__YOUR TASK__.
What follows is a listing; give it again exactly, in its entirety.
DATA RECORDS START
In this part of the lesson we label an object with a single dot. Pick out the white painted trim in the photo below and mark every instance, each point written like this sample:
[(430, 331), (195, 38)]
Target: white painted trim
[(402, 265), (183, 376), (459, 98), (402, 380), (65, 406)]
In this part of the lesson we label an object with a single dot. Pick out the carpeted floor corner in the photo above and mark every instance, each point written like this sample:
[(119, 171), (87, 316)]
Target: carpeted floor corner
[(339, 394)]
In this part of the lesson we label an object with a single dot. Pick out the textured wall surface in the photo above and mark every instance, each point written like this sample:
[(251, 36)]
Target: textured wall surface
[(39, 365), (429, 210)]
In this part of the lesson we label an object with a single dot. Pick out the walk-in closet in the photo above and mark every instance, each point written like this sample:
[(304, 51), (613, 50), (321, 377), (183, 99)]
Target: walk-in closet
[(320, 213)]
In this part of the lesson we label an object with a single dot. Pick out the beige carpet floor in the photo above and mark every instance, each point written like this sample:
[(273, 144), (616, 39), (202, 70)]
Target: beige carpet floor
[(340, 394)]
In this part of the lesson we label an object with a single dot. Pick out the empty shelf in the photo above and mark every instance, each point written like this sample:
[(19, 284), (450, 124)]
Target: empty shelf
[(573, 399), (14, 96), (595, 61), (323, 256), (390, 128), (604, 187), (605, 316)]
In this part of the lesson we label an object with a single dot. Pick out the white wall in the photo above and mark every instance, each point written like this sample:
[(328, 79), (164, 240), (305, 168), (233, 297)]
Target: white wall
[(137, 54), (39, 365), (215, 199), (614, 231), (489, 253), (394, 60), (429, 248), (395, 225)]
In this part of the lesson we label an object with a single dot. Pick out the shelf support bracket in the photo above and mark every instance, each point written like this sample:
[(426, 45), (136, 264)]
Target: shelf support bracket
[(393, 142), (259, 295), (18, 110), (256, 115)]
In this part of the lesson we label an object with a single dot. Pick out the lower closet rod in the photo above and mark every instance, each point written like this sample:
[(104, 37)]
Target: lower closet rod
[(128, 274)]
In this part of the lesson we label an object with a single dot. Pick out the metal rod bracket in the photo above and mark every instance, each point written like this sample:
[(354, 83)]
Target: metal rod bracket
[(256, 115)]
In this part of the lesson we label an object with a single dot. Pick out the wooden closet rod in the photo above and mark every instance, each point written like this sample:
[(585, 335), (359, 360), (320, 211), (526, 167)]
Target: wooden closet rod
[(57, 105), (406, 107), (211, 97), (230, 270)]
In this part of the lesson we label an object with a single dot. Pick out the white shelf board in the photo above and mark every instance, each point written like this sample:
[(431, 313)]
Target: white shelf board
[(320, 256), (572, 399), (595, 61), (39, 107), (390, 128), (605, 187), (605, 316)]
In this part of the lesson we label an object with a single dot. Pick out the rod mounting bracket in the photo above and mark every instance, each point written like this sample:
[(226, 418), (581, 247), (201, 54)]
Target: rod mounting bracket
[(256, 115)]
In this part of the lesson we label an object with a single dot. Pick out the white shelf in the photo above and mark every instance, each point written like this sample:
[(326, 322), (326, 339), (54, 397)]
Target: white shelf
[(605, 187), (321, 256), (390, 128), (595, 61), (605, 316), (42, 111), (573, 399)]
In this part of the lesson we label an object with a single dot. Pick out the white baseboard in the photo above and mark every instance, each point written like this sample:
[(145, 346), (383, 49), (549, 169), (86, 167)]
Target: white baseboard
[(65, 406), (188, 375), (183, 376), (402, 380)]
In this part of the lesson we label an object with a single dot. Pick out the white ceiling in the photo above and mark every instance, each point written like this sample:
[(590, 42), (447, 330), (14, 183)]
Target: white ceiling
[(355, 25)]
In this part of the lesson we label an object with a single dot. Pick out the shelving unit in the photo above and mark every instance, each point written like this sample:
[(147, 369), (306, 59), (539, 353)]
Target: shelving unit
DATA RECORDS END
__EXERCISE SOLUTION__.
In this part of the lesson we label an object with a single dot. Pick out the white painted trim in the photo below and mark every instance, each point written like this sample:
[(430, 331), (195, 38)]
Target: white painted trim
[(402, 265), (183, 376), (459, 98), (402, 380), (65, 406)]
In this part of the lesson we label an object with a single dot. Pick out the carpeted floor corner in the photo above and mark every instance, each point written like this sample:
[(119, 171), (87, 316)]
Target: carpeted floor corner
[(339, 394)]
In this part of the lesson we label an object with a single dot. Pick out the textured wall surface in the photo above and mark every instance, each point written like this sample:
[(251, 36)]
Target: textured wall surface
[(39, 365), (429, 210)]
In this part of the lesson we label an object with a single dot. Pick out the walk-in closet in the photo above and mark every instance, each point written like this sample:
[(304, 51), (613, 50), (321, 377), (183, 99)]
Target: walk-in closet
[(320, 213)]
In this part of the lesson we label an object with a single dot. Pick out the beige carpet floor in the photo above and mark every instance, each point written like this sample:
[(273, 144), (616, 39), (202, 70)]
Target: beige carpet floor
[(340, 394)]
In this part of the lesson we label an object with a single dot. Pick out the empty shelf in the photo above and mark every instance, each point written like this sample:
[(19, 284), (450, 124)]
Target: empty shelf
[(573, 399), (14, 96), (595, 61), (323, 256), (390, 128), (604, 187), (605, 316)]
In this part of the lesson we label an object with a single dot. Pick out the white wall in the photo above and mark every instance, each point written like this sample:
[(328, 79), (164, 240), (305, 168), (233, 297)]
Target: white wall
[(137, 54), (39, 365), (215, 199), (614, 231), (489, 253), (394, 60), (429, 248), (395, 225)]
In this part of the lesson we label an object with a single dot. Pick out the shelf support bracket in the photo above and mark every instance, each point written like this sample:
[(426, 45), (136, 264)]
Target: shelf support bracket
[(393, 142), (259, 295), (18, 110), (256, 115)]
In this part of the lesson we label an object with a single dot. Pick out the lower closet rod in the photo above and mark every instance, each point written like this sample:
[(104, 37)]
Target: lower closet rod
[(128, 274)]
In this part of the lesson we label an object with a single dot. Pick out the metal rod bracket in the photo above and mark every instance, each point written like this sample:
[(354, 83)]
Target: metal rod bracket
[(256, 115)]
In this part of the lesson we label an object with a single dot. Pick out the wooden closet rod in the photo above and mark every instance, each point written like this sample:
[(585, 335), (359, 360), (320, 211), (526, 167)]
Target: wooden closet rod
[(57, 105), (406, 107), (211, 97), (230, 270)]
In this part of the lesson we label an object with a single dot. Pick out the white shelf board in the photo above and mark every instance, each point written like this sample:
[(431, 313)]
Target: white shelf board
[(320, 256), (572, 399), (595, 61), (39, 107), (390, 128), (605, 187), (605, 316)]
In this part of the lesson we label an object with a single dot. Pick out the rod mounting bracket in the photo above and mark every instance, each point written like this sample:
[(226, 418), (581, 247), (201, 54)]
Target: rod mounting bracket
[(256, 115)]
In this part of the lesson we label an object with a single dot. Pick out the white shelf in the photo above and mark every instance, each point written like this sample:
[(326, 322), (326, 339), (54, 397)]
Target: white shelf
[(605, 187), (321, 256), (390, 128), (595, 61), (605, 316), (42, 111), (573, 399)]
In this part of the lesson we label an object with a single dot. Pick out the white baseboard in the photo above and mark every instance, each point written like this sample:
[(145, 346), (383, 49), (549, 169), (86, 167)]
Target: white baseboard
[(65, 406), (188, 375), (183, 376), (402, 380)]
In this part of the lesson we label an object with a single dot. Pick out the white ceiling in the photo above and mark every instance, each point written like this sample:
[(590, 42), (447, 330), (14, 183)]
Target: white ceiling
[(355, 25)]
In this part of the lesson we label an object with a single dot. Pick out the shelving unit in the photo above and mark every instance, each point written like this sample:
[(147, 369), (306, 59), (539, 353)]
Target: shelving unit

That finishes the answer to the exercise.